**Work required:**
Without omitting anything, retype the data that follows.

begin Available data

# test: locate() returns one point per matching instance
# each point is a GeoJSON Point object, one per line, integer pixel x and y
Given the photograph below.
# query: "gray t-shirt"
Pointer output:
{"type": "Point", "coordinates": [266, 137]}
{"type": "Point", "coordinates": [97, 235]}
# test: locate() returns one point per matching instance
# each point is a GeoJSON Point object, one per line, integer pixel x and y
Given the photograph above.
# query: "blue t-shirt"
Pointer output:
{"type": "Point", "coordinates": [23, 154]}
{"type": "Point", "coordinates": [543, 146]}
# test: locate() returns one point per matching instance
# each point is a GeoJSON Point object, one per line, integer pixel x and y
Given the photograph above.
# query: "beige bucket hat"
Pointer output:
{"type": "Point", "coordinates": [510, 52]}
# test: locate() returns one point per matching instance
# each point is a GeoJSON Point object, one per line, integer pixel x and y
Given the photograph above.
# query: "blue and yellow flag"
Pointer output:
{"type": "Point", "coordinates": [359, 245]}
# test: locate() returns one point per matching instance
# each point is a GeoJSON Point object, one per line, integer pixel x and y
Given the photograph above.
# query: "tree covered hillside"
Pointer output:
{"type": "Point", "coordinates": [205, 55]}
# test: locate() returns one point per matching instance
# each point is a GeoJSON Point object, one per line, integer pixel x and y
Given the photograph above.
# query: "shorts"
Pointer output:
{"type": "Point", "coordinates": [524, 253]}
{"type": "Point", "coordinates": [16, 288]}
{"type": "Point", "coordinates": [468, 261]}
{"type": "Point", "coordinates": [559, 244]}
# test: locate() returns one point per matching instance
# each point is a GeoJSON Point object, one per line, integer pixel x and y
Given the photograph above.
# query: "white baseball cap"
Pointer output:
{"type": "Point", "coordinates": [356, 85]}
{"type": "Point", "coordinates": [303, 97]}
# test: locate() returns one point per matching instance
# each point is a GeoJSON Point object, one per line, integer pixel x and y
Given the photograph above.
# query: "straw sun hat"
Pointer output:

end Available data

**Response for this exercise:**
# test: locate() returns one point per matching instance
# each point is a GeoJSON Point object, one per line, integer pixel x and y
Given the photograph below.
# query: "gray t-shirt"
Pointer output:
{"type": "Point", "coordinates": [266, 137]}
{"type": "Point", "coordinates": [97, 235]}
# test: locate() returns one point per matching instance
# each point is a GeoJSON Point object, one per line, integer pixel x and y
Given the photograph above.
# query: "blue t-shirt"
Pointer output:
{"type": "Point", "coordinates": [23, 154]}
{"type": "Point", "coordinates": [543, 146]}
# test: locate() returns one point per matching instance
# each point is a GeoJSON Point object, one per line, integer pixel x and y
Given the photograph above.
# query: "beige bucket hat"
Pointer output:
{"type": "Point", "coordinates": [510, 52]}
# test: locate() returns one point per matching instance
# each point is a GeoJSON Point object, one per line, integer pixel x and y
Given the photograph above.
# query: "blue and yellow flag"
Pointer output:
{"type": "Point", "coordinates": [359, 245]}
# test: locate() returns one point per matching instance
# each point is a GeoJSON Point object, one per line, integer pixel x and y
Given the photograph above.
# query: "tree covered hillside"
Pointer output:
{"type": "Point", "coordinates": [205, 55]}
# test: locate() returns one point per matching instance
# each point is a GeoJSON Point object, one per line, integer pixel x and y
Given the photograph above.
# query: "shorts"
Pointer output:
{"type": "Point", "coordinates": [524, 253]}
{"type": "Point", "coordinates": [16, 288]}
{"type": "Point", "coordinates": [468, 261]}
{"type": "Point", "coordinates": [559, 244]}
# test: locate() returns one point per matching instance
# each point is a GeoJSON Point object, one per line, integer pixel x and y
Given the photograph above.
# query: "white baseball cap"
Pointer output:
{"type": "Point", "coordinates": [356, 85]}
{"type": "Point", "coordinates": [303, 97]}
# test: locate() returns one point per matching instance
# each point is a GeoJSON Point object, one per line, integer pixel x and y
Given the photograph above.
# query: "straw sun hat"
Pointer output:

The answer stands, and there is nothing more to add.